• _Data entries_:
-- begin --

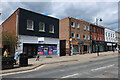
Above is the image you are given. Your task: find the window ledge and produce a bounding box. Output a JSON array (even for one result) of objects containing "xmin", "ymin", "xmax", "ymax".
[
  {"xmin": 49, "ymin": 32, "xmax": 54, "ymax": 33},
  {"xmin": 27, "ymin": 28, "xmax": 34, "ymax": 31},
  {"xmin": 39, "ymin": 30, "xmax": 45, "ymax": 32}
]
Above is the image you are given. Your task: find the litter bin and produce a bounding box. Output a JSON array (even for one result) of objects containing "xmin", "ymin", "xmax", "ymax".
[{"xmin": 19, "ymin": 53, "xmax": 28, "ymax": 67}]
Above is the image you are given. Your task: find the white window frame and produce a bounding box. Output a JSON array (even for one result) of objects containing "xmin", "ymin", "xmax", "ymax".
[
  {"xmin": 77, "ymin": 34, "xmax": 80, "ymax": 39},
  {"xmin": 27, "ymin": 20, "xmax": 34, "ymax": 30},
  {"xmin": 94, "ymin": 35, "xmax": 96, "ymax": 40},
  {"xmin": 49, "ymin": 24, "xmax": 55, "ymax": 33},
  {"xmin": 71, "ymin": 21, "xmax": 75, "ymax": 28},
  {"xmin": 87, "ymin": 35, "xmax": 90, "ymax": 40},
  {"xmin": 83, "ymin": 24, "xmax": 86, "ymax": 30},
  {"xmin": 71, "ymin": 32, "xmax": 75, "ymax": 39},
  {"xmin": 77, "ymin": 23, "xmax": 80, "ymax": 28},
  {"xmin": 39, "ymin": 22, "xmax": 45, "ymax": 32},
  {"xmin": 83, "ymin": 34, "xmax": 86, "ymax": 40},
  {"xmin": 87, "ymin": 26, "xmax": 90, "ymax": 31}
]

-- end --

Can you edit the records above so that every "produce" becomes "return", changing nothing else, and leave the pictures out of your answer?

Above is the image you are given. Your task: find the window ledge and return a bounding box. Output a JSON array (even for one result) of objects containing "xmin", "ymin", "xmax", "ymax".
[
  {"xmin": 49, "ymin": 32, "xmax": 54, "ymax": 33},
  {"xmin": 27, "ymin": 28, "xmax": 34, "ymax": 31},
  {"xmin": 39, "ymin": 30, "xmax": 45, "ymax": 32}
]
Above is the image you are given. Your task: find the litter bin and return a bounding box. Output a JSON array (even for one result) of objects containing "xmin", "ymin", "xmax", "ymax".
[{"xmin": 19, "ymin": 53, "xmax": 28, "ymax": 67}]
Above is the image you are given. Your task: find the white window frame and return a bounding box. Output a JSON array (even for one result) of objects containing "xmin", "ymin", "xmax", "ymax".
[
  {"xmin": 77, "ymin": 34, "xmax": 80, "ymax": 39},
  {"xmin": 27, "ymin": 20, "xmax": 34, "ymax": 30},
  {"xmin": 94, "ymin": 35, "xmax": 96, "ymax": 40},
  {"xmin": 49, "ymin": 24, "xmax": 55, "ymax": 33},
  {"xmin": 71, "ymin": 21, "xmax": 75, "ymax": 28},
  {"xmin": 87, "ymin": 35, "xmax": 90, "ymax": 40},
  {"xmin": 83, "ymin": 24, "xmax": 86, "ymax": 30},
  {"xmin": 71, "ymin": 32, "xmax": 75, "ymax": 39},
  {"xmin": 77, "ymin": 23, "xmax": 80, "ymax": 28},
  {"xmin": 39, "ymin": 22, "xmax": 45, "ymax": 32},
  {"xmin": 83, "ymin": 34, "xmax": 86, "ymax": 40},
  {"xmin": 87, "ymin": 26, "xmax": 90, "ymax": 31}
]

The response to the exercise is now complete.